## TASK INSTRUCTIONS
Transcribe, word for word and with nothing extra, the line containing "been staring at this and i really need the cart shaft" and each line that comes after it in the entries.

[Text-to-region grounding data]
Segment Open
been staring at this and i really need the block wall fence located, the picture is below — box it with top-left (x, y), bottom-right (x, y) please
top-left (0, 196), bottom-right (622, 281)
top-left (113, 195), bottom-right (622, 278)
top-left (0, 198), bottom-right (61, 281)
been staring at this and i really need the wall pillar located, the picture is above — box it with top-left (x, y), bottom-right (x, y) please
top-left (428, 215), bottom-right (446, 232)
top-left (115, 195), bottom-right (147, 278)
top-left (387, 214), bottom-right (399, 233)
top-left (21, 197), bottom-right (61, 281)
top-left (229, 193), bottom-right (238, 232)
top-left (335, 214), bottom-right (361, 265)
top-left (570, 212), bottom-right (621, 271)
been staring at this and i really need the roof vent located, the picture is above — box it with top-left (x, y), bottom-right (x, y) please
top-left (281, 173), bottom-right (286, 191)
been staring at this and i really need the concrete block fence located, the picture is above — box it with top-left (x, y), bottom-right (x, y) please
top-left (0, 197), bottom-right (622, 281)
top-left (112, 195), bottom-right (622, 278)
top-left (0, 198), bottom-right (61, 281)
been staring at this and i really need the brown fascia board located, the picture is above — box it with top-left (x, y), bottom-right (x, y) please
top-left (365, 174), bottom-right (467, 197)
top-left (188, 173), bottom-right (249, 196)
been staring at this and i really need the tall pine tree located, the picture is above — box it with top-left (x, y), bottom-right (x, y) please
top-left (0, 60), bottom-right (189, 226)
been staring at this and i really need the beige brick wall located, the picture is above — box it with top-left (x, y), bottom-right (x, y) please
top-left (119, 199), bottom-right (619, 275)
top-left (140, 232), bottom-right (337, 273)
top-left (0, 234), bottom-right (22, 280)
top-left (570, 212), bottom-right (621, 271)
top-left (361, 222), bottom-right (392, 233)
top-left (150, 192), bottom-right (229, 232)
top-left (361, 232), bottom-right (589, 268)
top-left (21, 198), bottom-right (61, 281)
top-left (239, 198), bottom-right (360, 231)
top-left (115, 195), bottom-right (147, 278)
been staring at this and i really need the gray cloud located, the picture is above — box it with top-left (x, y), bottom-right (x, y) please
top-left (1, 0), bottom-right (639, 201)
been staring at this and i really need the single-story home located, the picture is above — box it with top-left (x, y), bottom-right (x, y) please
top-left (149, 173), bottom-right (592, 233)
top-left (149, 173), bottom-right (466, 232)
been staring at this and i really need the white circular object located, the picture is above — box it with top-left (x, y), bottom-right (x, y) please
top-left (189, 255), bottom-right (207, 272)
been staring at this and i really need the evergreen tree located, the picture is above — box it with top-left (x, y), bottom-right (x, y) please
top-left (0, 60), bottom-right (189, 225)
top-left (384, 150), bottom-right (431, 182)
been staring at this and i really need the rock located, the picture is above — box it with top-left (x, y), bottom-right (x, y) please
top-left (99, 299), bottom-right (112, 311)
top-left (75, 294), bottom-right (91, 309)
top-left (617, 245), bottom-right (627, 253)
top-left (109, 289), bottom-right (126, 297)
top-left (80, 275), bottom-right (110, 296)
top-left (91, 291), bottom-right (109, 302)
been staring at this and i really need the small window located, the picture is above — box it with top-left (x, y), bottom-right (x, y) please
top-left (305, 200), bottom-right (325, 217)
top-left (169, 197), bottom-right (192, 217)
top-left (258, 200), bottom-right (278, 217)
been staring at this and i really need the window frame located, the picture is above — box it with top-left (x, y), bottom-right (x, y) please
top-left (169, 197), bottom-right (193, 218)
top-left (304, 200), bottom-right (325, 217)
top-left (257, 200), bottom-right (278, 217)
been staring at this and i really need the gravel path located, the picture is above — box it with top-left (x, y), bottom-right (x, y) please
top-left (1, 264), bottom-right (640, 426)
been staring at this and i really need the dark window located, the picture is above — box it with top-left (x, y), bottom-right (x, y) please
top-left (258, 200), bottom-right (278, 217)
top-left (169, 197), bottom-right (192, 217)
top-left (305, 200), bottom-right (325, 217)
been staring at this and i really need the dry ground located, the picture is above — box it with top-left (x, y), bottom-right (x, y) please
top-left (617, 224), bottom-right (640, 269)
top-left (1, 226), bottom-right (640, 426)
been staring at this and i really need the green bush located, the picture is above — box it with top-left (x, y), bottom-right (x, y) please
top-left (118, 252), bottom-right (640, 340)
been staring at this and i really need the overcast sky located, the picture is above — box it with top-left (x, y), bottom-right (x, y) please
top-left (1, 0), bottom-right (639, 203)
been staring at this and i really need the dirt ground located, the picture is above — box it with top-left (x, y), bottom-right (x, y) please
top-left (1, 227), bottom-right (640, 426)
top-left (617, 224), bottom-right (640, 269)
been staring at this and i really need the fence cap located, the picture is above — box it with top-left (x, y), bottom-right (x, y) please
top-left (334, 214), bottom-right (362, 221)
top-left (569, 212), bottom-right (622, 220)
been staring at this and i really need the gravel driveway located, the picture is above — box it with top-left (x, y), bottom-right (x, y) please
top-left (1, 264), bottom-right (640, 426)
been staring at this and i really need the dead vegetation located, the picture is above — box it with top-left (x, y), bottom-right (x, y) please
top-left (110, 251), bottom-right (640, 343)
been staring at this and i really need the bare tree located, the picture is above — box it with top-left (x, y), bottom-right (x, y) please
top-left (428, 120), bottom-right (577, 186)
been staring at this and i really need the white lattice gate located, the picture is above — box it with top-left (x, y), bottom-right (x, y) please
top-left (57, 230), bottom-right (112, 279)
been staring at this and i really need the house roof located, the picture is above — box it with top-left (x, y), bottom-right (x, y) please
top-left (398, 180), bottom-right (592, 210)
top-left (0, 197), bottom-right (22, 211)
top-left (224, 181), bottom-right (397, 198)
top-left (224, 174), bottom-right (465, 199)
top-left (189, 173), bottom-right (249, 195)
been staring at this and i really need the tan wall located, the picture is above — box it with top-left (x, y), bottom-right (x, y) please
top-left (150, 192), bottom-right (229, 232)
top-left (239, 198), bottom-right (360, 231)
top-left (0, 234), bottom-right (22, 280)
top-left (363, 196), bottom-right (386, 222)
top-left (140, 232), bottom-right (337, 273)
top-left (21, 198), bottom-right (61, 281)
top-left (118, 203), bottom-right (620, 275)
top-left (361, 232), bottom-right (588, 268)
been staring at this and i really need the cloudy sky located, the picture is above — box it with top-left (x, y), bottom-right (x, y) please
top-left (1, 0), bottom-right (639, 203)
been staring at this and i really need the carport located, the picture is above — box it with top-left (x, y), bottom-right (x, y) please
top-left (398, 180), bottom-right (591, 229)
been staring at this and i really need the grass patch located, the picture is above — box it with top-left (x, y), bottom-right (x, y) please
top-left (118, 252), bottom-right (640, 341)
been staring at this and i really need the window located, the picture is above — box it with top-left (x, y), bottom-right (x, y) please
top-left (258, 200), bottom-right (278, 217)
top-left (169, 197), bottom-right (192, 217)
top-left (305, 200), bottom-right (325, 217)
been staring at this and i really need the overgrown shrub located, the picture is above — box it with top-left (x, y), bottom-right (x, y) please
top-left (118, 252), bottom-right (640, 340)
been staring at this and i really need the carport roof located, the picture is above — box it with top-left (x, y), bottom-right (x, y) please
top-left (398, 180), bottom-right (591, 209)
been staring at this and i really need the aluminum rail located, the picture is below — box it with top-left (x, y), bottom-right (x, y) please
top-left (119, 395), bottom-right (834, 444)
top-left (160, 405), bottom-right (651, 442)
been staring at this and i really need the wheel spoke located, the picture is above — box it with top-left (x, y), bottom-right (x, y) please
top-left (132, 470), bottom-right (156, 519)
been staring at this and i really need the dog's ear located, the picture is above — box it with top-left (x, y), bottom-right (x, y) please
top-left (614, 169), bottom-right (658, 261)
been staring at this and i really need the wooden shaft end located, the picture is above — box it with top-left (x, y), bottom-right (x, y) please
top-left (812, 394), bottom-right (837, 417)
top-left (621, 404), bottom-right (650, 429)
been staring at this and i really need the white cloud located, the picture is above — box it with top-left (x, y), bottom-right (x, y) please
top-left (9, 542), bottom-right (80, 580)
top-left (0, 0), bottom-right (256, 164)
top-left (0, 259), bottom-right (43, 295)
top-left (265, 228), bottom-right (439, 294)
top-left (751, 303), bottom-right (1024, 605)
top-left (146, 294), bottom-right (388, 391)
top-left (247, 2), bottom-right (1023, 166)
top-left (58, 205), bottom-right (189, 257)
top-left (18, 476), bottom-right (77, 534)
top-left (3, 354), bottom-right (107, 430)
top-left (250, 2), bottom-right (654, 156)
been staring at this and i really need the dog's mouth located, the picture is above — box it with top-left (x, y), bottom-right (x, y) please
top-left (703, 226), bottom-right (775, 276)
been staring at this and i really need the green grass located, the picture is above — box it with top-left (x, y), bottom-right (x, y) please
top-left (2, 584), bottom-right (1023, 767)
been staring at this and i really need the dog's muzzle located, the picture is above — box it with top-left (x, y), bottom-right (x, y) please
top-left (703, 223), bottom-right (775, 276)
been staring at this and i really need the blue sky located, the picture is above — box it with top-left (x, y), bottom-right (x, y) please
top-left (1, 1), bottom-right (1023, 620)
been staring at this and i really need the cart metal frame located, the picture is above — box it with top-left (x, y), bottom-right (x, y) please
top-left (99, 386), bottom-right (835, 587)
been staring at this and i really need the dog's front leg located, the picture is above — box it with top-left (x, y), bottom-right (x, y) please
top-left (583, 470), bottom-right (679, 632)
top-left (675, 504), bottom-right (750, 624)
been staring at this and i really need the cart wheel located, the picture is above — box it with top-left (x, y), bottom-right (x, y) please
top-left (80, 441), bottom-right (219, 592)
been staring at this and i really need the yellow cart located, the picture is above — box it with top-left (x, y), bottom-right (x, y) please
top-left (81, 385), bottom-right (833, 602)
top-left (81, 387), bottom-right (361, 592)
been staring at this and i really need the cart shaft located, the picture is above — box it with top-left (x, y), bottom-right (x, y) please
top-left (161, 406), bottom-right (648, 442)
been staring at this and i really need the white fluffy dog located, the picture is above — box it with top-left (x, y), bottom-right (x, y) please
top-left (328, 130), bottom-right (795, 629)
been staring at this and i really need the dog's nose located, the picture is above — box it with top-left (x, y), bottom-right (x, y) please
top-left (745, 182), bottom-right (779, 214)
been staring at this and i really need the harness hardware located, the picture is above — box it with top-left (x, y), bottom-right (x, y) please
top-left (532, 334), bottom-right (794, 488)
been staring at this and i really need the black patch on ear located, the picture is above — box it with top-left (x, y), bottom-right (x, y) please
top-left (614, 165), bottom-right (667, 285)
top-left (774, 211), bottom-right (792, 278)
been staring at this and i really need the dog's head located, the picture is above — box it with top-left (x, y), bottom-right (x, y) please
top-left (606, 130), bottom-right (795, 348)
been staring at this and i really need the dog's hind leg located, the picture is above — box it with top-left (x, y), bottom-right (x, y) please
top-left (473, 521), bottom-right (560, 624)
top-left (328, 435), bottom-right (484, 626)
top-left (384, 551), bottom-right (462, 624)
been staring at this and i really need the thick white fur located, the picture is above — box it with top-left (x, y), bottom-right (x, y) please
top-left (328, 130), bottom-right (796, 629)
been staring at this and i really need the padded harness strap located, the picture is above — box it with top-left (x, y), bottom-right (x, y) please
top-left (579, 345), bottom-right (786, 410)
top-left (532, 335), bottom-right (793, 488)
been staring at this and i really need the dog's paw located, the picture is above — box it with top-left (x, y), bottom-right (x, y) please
Segment Closed
## EXERCISE SOLUTION
been staring at this and i really need the cart shaft located, the picture is above — box it with top-left (x, y), bottom-right (x, y) please
top-left (161, 406), bottom-right (648, 442)
been staring at this and i really need the white fluffy dog located, the picture is above — box it with top-left (x, y), bottom-right (x, y) please
top-left (328, 130), bottom-right (795, 629)
been staring at this and i really need the dog's nose located, the picture is above — box it with top-left (x, y), bottom-right (x, y) please
top-left (745, 182), bottom-right (779, 214)
been staring at this and i really need the harness hardware located, the picture is above — box it with top-left (x, y), bottom-right (x, y) please
top-left (532, 334), bottom-right (794, 488)
been staring at this and i really need the black patch on ear located, the picture is above — box it with top-left (x, y), bottom-right (x, y) please
top-left (614, 165), bottom-right (667, 285)
top-left (774, 211), bottom-right (792, 278)
been staring at this and i really need the dog's head located, the picture is above — box it with top-left (x, y), bottom-right (x, y) please
top-left (606, 130), bottom-right (795, 348)
been staring at this and i really need the dog's hind leg located, the picture is above — box it with top-left (x, y), bottom-right (x, y) please
top-left (473, 521), bottom-right (560, 624)
top-left (328, 435), bottom-right (484, 626)
top-left (384, 551), bottom-right (462, 624)
been staring at this and i really need the thick white fur located, the picture is above — box it with top-left (x, y), bottom-right (x, y) please
top-left (328, 130), bottom-right (796, 629)
been staring at this and i really need the padded harness strap located, the picture is above — box it with top-left (x, y), bottom-right (x, y) please
top-left (579, 345), bottom-right (786, 410)
top-left (532, 335), bottom-right (793, 488)
been staring at this and i really need the dog's paw located, the picture is above — box it with top-left (x, y), bottom-right (x, y) please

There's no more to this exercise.